▶ _Ce qui est demandé_
(A) D'après la critique du film Il n'est jamais trop tard, à quels cours Larry Crowne s'inscrit-il à l'université ?
(B) Poursuivez la critique du film Il n'est jamais trop tard à partir de sa dernière phrase.

▶ _Extrait de page_
○ ○ ○
Cet acte de subversion de montrer deux quinquas ou plus s’aimer à l’écran doit être un bon filon. Puisque la majestueuse colline californienne en produit de plus en plus. Bien sûr, vous ne couperez pas au blockbuster accompagné de ses clichés sur l’amour, le temps qui passe et en bonus, une morale de fin signée Hollywood. Dans Il n’est jamais trop tard, réalisé par Tom Hanks et interprêté par le sus nommé, Larry Crowne se fait licencier du job qu’il avait depuis des années. Il décide alors de reprendre les études et s’inscrit à des cours d’expression orale à l’université du coin. Son professeur n’est autre que Mme Tainot (Julia Roberts) une enseignante désintéressée, désabusée qui doute de son mariage. Mais elle est belle, drôle et son nouvel étudiant va tomber sous son charme. Le thème du film est clair, simple et se définit comme un message d’espoir pour la population vieillissante: passé la cinquantaine, il y a une deuxième chance pour rencontrer l’autre femme (ou homme) de sa vie et pour reconstruire une histoire. Outre le fait que l’on nage dans un océan de clichés d’une comédie romantique banale entre deux personnes d’âge mûre, le seul que vous aurez la chance d’apercevoir en sous-vêtements, c’est Bryan Cranston. Il joue le mari de Julia Roberts et comme il le dit lui-même, pendant les scènes de nus, l’actrice était en sweat et jean sous la couette. En résumé, Il n’est jamais trop tard est une comédie surboostée par les campagnes de promotion et les têtes d’affiche. Vous gardez le scénario, vous prenez deux acteurs dans la fleur de l’âge, vous passez le tout au compresseur hollywoodien et vous obtenez une comédie romantique à l’eau de rose sans substance mais sûrement avec des scènes de sexe entre deux corps incroyablement excitants. Autant dire que l’on préfère Tom Hanks en abruti notoire mais au sprint ravageur dans Forrest Gump que le même Tom, avec vingt ans de plus, s’essayant à une leçon de morale et de sagesse.
○ ○ ○
▶ _Matériel fourni_
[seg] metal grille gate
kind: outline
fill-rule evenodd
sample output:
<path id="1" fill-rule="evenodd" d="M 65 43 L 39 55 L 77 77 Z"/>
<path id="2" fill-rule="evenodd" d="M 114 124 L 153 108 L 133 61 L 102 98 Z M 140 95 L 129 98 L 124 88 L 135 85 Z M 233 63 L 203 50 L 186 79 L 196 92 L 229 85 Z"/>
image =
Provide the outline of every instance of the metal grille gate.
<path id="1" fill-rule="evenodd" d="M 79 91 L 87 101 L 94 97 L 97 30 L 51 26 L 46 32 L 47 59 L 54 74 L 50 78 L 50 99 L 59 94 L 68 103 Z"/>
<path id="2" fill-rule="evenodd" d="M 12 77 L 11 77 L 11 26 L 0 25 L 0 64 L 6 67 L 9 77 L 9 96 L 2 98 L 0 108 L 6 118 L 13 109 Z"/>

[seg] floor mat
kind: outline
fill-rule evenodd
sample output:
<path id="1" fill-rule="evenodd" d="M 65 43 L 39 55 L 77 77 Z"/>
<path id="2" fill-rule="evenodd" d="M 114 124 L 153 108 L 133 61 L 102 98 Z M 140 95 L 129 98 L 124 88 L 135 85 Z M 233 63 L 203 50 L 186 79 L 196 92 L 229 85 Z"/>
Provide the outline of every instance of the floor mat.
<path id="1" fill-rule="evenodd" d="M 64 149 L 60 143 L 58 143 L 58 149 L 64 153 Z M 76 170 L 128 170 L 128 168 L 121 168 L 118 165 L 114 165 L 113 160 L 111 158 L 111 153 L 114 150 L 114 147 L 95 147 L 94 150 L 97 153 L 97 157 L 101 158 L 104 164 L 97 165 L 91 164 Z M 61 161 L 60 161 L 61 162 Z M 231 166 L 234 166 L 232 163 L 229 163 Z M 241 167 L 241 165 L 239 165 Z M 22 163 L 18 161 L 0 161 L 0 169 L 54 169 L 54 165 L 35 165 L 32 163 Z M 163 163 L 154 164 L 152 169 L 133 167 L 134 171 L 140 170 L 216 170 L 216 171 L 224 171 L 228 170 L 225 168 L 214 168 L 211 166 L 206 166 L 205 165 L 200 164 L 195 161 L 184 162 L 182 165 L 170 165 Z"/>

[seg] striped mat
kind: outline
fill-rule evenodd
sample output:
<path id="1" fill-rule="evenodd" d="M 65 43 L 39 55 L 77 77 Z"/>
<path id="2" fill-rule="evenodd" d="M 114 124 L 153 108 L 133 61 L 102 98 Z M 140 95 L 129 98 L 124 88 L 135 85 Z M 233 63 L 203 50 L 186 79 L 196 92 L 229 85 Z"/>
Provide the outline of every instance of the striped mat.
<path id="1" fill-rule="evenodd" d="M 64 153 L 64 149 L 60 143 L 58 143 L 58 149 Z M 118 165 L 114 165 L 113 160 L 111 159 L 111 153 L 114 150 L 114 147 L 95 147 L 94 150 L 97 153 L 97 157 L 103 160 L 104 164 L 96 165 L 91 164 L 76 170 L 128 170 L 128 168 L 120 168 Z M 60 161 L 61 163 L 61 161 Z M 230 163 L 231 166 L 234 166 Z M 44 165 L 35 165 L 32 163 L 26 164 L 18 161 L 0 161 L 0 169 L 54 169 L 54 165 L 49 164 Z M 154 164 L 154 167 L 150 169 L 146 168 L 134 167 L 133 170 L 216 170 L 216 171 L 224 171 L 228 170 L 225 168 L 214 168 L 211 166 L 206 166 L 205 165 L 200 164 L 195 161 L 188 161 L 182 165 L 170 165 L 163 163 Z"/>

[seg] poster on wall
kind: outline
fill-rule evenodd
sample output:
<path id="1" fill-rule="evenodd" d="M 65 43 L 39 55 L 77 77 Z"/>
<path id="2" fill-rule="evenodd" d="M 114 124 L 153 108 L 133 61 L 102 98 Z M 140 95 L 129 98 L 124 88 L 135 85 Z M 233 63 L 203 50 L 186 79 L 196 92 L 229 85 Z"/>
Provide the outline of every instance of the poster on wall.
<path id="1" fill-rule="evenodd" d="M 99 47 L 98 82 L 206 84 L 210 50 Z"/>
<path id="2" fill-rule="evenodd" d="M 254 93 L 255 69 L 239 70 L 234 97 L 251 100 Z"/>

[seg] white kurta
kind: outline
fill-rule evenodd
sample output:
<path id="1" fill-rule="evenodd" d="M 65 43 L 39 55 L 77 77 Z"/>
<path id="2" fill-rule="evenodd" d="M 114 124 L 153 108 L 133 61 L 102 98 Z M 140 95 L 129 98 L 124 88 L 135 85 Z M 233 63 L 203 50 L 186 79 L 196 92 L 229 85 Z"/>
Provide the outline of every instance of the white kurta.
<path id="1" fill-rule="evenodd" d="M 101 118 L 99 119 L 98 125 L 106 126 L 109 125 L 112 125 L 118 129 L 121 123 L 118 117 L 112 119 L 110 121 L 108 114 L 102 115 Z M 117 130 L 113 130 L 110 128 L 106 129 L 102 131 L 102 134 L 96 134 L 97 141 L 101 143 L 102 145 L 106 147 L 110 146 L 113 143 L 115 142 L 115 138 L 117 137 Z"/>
○ ○ ○
▶ _Liste des réponses_
(A) Il s'inscrit à des cours d'expression orale.

(B)
Là où le réalisateur Tom Hanks échoue et tombe dans ce que l’on pourrait apparenter à de la fausse transgression, André Téchiné, lui, avec Impardonnables transmet l’image subversive de l’âge mûr qui s’aime au cinéma. Ecrivain, Francis, incarné par André Dussolier, se rend à Venise pour pondre son prochain roman. Il cherche un endroit paisible pour pouvoir s’adonner aux plaisirs de la plume. L’agent immobilier (Carole Bouquet) lui fait visiter une maison. Il l’a prend à une condition: S’ils vivent ensemble. Elle accepte. Dans l’entremêlement des intrigues, propre à Téchiné, le vieux couple s’aime, batifole, joue, apprend les souffrances de l’autre et les vieux secrets. Ils sont presque comme deux enfants qui se découvrent et aperçoivent un autre aspect de la vie à cet âge. Leur intimité sous la couette n’est pas filmée explicitement même si à 1H32 minutes, vous aurez l’occasion de croiser une paire de fesses féminine voilée derrière une moustiquaire.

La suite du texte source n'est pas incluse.